>> Begin Task data
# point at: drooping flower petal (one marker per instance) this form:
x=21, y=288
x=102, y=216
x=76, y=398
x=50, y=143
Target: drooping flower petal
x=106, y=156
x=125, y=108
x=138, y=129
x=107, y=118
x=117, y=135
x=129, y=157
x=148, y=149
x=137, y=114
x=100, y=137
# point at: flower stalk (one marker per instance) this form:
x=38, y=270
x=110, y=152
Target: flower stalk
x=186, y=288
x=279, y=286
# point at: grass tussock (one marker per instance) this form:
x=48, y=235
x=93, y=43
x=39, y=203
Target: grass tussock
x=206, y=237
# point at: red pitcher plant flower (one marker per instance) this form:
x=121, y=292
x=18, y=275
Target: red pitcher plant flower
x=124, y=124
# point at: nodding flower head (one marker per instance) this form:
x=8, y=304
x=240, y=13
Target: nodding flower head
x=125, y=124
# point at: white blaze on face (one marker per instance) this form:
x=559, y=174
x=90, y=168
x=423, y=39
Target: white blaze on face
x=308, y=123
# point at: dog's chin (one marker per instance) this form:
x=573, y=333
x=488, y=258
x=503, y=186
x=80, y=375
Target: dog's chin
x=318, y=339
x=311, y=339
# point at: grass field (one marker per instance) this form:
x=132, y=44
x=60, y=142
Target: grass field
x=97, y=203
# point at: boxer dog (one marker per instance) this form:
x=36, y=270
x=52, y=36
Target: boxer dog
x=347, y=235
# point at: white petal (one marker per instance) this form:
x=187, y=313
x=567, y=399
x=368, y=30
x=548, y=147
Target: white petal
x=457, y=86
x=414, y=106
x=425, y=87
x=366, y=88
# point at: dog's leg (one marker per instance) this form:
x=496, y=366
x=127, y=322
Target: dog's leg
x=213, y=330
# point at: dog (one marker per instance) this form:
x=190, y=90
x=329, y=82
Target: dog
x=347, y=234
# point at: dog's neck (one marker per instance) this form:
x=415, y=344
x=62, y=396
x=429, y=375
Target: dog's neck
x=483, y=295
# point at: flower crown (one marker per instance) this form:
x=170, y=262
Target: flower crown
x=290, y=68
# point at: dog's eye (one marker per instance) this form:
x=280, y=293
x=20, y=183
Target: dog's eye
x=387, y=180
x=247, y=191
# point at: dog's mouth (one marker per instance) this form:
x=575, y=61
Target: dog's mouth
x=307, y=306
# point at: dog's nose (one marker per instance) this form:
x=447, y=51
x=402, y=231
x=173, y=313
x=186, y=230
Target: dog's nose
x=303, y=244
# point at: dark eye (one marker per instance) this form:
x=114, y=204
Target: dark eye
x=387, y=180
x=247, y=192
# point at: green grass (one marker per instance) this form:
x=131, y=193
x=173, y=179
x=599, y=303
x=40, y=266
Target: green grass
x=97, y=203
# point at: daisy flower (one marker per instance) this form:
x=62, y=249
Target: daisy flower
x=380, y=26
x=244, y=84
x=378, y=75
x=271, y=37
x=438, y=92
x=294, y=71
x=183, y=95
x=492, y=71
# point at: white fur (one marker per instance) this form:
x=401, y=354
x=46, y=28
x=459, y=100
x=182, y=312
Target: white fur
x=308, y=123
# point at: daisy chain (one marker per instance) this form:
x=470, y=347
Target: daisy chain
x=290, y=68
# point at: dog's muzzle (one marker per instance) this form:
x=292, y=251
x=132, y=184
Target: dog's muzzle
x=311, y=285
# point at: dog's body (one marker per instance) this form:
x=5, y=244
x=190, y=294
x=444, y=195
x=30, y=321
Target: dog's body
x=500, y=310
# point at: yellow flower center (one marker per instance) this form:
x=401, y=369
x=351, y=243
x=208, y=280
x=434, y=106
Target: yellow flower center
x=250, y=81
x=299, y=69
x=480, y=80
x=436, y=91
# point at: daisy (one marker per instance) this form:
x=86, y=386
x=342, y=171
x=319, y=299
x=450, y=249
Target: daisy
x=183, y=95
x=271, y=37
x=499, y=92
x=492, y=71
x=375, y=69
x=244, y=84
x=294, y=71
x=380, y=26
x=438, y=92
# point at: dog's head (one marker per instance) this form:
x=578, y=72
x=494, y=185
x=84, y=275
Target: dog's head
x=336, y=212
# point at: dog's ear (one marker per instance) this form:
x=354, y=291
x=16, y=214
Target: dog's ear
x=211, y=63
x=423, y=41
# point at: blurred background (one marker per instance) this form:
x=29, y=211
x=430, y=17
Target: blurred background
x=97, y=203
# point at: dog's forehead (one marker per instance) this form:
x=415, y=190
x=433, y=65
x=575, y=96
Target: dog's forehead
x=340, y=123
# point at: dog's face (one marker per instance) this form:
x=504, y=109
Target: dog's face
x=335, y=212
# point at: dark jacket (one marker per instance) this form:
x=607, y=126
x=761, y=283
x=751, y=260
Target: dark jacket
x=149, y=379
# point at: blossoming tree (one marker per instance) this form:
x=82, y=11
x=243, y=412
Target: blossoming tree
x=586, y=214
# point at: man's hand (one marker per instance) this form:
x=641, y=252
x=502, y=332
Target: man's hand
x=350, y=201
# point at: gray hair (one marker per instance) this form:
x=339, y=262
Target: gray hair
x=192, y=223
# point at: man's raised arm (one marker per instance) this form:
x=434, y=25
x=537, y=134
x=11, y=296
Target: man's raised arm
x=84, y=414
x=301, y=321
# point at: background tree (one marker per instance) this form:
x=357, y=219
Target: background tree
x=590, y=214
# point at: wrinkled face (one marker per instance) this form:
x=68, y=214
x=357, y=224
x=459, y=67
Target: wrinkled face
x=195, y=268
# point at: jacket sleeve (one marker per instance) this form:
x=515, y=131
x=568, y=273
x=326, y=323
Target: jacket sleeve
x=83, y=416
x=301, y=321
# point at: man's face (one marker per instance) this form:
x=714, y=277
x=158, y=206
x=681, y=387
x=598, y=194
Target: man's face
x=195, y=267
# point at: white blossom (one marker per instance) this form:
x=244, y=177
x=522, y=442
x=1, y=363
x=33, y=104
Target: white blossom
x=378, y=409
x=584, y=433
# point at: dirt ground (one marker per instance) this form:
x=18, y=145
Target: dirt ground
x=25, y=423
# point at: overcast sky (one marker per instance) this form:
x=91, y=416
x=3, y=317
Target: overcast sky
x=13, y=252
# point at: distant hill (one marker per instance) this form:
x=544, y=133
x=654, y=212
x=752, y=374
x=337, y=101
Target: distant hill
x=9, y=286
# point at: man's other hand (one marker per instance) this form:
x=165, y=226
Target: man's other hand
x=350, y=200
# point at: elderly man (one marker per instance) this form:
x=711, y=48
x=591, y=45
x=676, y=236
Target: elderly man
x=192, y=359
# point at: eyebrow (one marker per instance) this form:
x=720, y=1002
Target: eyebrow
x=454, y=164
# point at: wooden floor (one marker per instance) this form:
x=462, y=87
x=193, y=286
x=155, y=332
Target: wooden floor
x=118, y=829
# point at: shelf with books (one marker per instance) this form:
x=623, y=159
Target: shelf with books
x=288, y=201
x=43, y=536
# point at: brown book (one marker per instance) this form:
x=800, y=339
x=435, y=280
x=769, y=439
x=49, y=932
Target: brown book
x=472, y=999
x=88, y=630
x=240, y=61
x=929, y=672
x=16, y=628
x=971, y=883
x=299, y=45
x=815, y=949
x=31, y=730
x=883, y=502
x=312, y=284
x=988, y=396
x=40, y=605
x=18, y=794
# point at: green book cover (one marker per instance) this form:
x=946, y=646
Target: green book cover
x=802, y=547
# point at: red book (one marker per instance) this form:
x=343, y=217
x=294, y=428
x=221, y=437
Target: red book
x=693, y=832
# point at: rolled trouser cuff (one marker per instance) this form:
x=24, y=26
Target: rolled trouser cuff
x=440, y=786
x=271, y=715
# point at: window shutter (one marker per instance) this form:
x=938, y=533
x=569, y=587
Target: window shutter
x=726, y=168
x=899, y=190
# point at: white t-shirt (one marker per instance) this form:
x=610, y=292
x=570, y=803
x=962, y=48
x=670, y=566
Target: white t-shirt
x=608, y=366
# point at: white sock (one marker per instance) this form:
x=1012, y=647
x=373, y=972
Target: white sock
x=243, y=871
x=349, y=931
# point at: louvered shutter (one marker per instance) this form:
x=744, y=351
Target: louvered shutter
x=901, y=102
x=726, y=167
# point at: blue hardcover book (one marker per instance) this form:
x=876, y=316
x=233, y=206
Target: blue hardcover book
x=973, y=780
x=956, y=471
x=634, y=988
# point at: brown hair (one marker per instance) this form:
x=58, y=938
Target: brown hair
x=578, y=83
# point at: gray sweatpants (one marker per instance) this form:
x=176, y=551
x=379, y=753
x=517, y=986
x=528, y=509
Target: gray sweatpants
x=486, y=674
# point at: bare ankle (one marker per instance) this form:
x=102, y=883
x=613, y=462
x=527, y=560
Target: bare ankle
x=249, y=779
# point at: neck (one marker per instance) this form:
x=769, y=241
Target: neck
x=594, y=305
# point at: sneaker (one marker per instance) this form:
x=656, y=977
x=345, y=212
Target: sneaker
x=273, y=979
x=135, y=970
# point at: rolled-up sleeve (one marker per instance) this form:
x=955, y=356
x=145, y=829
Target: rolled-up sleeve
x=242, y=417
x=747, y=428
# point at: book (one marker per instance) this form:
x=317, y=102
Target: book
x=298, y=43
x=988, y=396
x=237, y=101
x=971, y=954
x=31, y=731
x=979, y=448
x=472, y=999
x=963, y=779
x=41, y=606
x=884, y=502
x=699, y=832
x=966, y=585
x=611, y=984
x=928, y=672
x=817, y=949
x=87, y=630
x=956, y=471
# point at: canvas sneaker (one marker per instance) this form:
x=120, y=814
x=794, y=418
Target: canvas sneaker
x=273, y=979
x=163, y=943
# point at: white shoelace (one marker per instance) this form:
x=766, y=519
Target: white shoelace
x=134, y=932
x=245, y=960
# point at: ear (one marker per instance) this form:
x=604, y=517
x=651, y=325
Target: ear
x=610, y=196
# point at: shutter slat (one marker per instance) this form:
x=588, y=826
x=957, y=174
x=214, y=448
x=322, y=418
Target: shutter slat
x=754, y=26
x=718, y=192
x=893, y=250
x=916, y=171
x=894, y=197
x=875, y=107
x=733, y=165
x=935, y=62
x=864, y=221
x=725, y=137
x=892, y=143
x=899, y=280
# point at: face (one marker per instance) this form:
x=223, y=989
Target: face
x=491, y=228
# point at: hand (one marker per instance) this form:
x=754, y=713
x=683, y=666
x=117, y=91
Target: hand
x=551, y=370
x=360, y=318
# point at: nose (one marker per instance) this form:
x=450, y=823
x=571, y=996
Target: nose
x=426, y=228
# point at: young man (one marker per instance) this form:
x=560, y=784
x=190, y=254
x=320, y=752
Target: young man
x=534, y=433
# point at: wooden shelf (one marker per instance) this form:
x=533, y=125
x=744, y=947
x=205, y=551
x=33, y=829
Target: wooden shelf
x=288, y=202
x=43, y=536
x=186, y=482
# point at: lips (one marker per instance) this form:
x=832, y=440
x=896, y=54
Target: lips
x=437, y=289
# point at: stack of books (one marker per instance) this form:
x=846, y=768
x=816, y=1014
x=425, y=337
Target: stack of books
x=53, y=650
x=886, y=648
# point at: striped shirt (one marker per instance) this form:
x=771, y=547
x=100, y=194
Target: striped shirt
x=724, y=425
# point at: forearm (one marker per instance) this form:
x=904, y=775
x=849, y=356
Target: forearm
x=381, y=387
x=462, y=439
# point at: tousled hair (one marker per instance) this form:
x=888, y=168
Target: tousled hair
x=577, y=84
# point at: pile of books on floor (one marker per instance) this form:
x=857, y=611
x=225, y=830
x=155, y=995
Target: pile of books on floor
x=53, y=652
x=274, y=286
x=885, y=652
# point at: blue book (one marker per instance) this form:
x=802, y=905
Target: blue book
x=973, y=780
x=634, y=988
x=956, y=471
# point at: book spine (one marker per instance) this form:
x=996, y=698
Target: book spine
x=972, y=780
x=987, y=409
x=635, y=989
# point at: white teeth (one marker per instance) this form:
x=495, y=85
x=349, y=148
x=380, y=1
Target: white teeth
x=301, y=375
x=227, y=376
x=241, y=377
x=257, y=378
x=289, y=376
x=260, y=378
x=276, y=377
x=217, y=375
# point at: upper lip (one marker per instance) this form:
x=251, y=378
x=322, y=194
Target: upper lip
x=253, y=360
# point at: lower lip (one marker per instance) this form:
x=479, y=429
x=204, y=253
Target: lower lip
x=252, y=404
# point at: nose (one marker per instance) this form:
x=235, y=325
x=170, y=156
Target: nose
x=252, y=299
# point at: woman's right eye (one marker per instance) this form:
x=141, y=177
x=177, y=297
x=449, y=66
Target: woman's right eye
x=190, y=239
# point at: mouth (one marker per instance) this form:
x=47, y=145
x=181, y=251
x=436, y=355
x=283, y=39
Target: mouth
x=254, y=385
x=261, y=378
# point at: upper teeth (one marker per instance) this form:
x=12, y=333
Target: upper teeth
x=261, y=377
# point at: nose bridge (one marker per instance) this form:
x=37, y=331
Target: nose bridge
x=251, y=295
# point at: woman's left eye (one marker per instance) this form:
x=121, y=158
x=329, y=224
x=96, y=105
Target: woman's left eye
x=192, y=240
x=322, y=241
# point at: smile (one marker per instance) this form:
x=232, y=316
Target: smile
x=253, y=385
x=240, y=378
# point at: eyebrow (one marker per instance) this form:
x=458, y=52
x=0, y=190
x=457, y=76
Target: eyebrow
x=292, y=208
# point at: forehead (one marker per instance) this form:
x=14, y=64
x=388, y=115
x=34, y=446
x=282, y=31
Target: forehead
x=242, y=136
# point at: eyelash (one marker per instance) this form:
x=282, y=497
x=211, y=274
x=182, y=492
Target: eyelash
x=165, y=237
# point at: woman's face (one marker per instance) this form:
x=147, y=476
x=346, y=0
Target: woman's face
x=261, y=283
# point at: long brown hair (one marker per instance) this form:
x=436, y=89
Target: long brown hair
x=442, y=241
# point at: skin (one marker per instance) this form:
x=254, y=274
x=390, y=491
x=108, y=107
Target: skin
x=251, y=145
>> End Task data
**What is being asked:**
Could you update only the lines starting with the one that contains "# point at: gray hair" and going on through the one that contains "x=192, y=359", both included, changing "jacket sleeve" to "coat sleeve" and leaving everything else as it is?

**Task result:**
# point at: gray hair (one marker per instance) this form:
x=339, y=262
Target: gray hair
x=192, y=223
# point at: man's raised arm (one marker per instance) this form:
x=434, y=25
x=537, y=134
x=11, y=296
Target: man's raised arm
x=84, y=414
x=301, y=321
# point at: background tree (one marker per instance) this form:
x=357, y=219
Target: background tree
x=590, y=214
# point at: wrinkled face (one marker per instance) this form:
x=68, y=214
x=357, y=224
x=459, y=67
Target: wrinkled face
x=195, y=268
# point at: coat sleeve (one marker per instance) this form:
x=515, y=131
x=568, y=273
x=326, y=323
Target: coat sleeve
x=83, y=416
x=301, y=321
# point at: man's face (one marker per instance) this form:
x=714, y=277
x=158, y=206
x=681, y=387
x=598, y=194
Target: man's face
x=195, y=267
# point at: white blossom (one marker per instance) this form:
x=244, y=177
x=522, y=442
x=1, y=363
x=33, y=104
Target: white blossom
x=378, y=409
x=584, y=433
# point at: dirt ground (one marker per instance) this form:
x=18, y=145
Target: dirt ground
x=25, y=423
# point at: overcast sky (one marker per instance) this form:
x=91, y=416
x=3, y=317
Target: overcast sky
x=13, y=252
# point at: distant hill (one marker per instance) this form:
x=544, y=133
x=654, y=212
x=752, y=374
x=337, y=101
Target: distant hill
x=9, y=286
# point at: man's other hand (one marker per instance) this form:
x=165, y=226
Target: man's other hand
x=350, y=200
# point at: elderly man (one marker per instance) this form:
x=711, y=48
x=591, y=45
x=676, y=236
Target: elderly man
x=192, y=359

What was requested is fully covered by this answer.